__Textauszug__.
>>>>>
Zum Vergleich: Die Anhänger der anderen Bundestagsparteien sind deutlich zufriedener mit dem Leben hierzulande. So leben 94 Prozent der SPD-Wähler und 87 Prozent der Grünen-Wähler gerne in Deutschland, bei den Anhängern der Union sind es 83 Prozent. Sie alle liegen damit über dem bundesweiten Schnitt, nach dem immerhin mehr als drei Viertel aller Befragten glücklich in Deutschland leben.

Nach "eigenen" Maßstäben: keine Bleibeperspektive im Ausland

Warum so viele AfD-Wähler das Land gerne verlassen würden, verrät die Forsa-Umfrage nicht. Doch völlig unabhängig von den Beweggründen sollte den auswanderungswilligen Anhängern der Partei klar sein: Sollten die Zielstaaten ihrer Wahl eine ähnlich rigide Einwanderungspolitik verfolgen, wie sie die AfD in Deutschland fordert, dürfte ihnen die Suche nach einer neuen Heimat schwerfallen.
<<<<<
__Aufgaben__.
1. Nenne alle Parteien, die im Textauszug ausdrücklich beim Namen genannt werden.
2. Prüfe anhand des Textauszugs, ob die folgenden Aussagen zutreffen: (a) 87 Prozent der Grünen-Wähler leben gerne in Deutschland. (b) Die Forsa-Umfrage nennt die Gründe, warum AfD-Wähler das Land verlassen würden. (c) Die Anhänger der Union liegen unter dem bundesweiten Schnitt.
3. Schreibe den Textauszug über die Auswanderungswünsche von AfD-Wählern im Anschluss an seinen letzten Satz weiter.

[Datensätze mit Erkennungsannotationen]
>>>>>
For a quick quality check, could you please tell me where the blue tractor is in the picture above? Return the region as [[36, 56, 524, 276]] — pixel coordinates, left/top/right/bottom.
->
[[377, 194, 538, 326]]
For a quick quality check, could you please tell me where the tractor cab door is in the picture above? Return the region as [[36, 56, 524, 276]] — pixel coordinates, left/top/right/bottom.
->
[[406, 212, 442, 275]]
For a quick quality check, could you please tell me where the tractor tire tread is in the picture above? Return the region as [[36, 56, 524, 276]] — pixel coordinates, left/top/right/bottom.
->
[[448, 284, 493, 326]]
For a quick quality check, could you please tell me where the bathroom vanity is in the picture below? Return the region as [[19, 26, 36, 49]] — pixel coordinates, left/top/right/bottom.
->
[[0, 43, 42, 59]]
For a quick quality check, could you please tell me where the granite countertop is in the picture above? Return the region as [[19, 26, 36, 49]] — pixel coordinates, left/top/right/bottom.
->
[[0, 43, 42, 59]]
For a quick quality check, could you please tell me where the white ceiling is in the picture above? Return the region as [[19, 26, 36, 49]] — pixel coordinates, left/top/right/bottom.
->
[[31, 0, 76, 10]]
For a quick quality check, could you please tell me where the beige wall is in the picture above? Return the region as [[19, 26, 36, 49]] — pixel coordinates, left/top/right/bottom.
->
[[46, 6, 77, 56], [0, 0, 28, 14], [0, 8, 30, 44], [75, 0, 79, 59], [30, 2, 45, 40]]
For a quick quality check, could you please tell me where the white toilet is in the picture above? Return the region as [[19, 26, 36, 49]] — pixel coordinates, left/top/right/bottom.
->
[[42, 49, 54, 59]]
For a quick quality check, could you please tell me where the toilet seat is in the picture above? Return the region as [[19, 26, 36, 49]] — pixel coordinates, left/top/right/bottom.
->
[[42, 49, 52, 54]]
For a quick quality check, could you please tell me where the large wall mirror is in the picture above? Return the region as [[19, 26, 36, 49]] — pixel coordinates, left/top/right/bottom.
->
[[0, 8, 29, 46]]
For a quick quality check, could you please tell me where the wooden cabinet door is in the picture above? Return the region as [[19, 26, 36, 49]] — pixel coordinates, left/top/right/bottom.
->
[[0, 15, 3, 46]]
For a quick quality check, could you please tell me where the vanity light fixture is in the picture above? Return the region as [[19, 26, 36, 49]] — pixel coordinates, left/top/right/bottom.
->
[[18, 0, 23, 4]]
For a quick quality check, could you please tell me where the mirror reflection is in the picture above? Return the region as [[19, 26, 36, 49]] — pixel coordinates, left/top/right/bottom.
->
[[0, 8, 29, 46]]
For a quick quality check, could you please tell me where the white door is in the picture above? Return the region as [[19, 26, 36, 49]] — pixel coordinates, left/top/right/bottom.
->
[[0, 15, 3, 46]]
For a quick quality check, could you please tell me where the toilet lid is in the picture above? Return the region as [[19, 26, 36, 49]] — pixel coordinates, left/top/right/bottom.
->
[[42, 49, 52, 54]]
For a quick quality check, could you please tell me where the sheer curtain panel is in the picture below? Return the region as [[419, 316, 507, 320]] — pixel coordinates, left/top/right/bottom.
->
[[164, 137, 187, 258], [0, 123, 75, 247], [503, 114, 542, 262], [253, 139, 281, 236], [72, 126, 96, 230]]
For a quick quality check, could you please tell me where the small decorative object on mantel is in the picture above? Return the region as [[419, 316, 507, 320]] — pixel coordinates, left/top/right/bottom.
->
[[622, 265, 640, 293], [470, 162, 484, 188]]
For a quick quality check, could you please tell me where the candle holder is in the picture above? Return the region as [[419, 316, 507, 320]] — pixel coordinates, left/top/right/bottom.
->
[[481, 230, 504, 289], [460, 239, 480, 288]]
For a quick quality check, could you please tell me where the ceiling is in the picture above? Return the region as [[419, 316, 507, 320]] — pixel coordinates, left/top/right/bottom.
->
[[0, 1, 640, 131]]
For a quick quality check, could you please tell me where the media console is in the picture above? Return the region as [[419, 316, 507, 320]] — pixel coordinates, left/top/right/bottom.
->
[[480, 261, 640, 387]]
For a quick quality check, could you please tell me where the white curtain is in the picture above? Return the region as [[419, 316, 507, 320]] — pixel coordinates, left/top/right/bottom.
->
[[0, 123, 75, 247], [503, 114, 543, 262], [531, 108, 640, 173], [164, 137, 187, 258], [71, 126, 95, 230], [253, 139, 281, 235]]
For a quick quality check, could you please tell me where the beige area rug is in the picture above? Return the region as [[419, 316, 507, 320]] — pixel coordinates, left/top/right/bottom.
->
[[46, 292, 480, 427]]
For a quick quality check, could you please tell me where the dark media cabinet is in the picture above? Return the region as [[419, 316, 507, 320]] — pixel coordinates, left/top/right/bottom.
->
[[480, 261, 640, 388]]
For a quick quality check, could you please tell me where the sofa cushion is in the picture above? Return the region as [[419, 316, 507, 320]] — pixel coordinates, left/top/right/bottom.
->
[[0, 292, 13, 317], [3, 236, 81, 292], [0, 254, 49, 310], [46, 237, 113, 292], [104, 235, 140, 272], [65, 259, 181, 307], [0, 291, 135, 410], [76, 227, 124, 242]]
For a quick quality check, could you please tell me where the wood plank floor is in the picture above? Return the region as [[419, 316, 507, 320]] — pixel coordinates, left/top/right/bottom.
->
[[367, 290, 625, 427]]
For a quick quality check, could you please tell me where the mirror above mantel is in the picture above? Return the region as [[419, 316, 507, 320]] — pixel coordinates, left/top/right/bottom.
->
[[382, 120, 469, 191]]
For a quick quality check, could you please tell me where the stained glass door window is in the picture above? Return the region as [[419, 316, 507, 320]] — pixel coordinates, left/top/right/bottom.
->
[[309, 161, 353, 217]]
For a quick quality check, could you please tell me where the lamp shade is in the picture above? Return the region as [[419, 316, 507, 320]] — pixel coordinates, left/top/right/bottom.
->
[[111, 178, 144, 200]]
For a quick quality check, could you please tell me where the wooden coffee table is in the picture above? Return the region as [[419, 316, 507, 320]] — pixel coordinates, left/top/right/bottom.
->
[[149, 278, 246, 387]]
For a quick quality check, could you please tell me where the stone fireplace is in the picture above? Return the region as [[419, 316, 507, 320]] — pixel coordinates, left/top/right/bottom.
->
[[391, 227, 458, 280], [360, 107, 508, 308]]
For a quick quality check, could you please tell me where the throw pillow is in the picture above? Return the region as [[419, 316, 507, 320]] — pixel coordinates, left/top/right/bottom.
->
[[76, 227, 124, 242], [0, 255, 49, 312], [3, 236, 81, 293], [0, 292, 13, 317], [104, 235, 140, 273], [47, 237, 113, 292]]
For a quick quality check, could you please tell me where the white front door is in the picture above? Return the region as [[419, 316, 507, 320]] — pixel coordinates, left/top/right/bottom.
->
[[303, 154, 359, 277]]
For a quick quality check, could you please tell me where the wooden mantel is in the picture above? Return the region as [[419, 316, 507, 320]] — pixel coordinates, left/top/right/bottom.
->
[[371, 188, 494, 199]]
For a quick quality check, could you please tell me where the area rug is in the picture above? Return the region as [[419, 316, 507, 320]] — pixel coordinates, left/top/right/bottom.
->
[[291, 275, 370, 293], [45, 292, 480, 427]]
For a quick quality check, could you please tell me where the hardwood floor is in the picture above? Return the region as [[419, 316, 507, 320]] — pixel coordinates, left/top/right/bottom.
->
<<<<<
__Lösungen__.
1. SPD, Grüne, Union, AfD

2.
(a) Ja: „87 Prozent der Grünen-Wähler gerne in Deutschland“
(b) Nein: „Warum so viele AfD-Wähler das Land gerne verlassen würden, verrät die Forsa-Umfrage nicht.“
(c) Nein: „Sie alle liegen damit über dem bundesweiten Schnitt“

3.
Da die Partei ihrer Wahl in ihrem Grundsatzprogramm nur zwischen "politisch Verfolgten und Kriegsflüchtigen" auf der einen und "irregulären Migranten" auf der anderen Seite unterscheidet, hätten die AfD-Wähler ein Problem: Hierzulande herrscht kein Krieg, und niemand wird aufgrund seiner politischen Gesinnung verfolgt. Ihr Traum von der Auswanderung würde - zumindest nach dem Willen der AfD - noch vor der Ausreise ein jähes Ende im Asylzentrum finden.

AfD-Überzeugungen: Mit Deutschland nicht vereinbar?

Das Ergebnis der Forsa-Umfrage wirft eine zentrale Frage auf: Wieso zieht eine Partei mit nationalkonservativen und nationalistischen Positionen so viele Menschen an, die das Land am liebsten verlassen möchten? Auf den ersten Blick stützt dieses Paradoxon die lange Zeit vorherrschende These, dass ein großer Teil der AfD-Wähler nur aus Protest der Partei ihre Stimme geben würde, und nicht, weil ihnen eine vermeintliche Verbesserung der Lebensumstände im eigenen Land am Herzen liegen würde.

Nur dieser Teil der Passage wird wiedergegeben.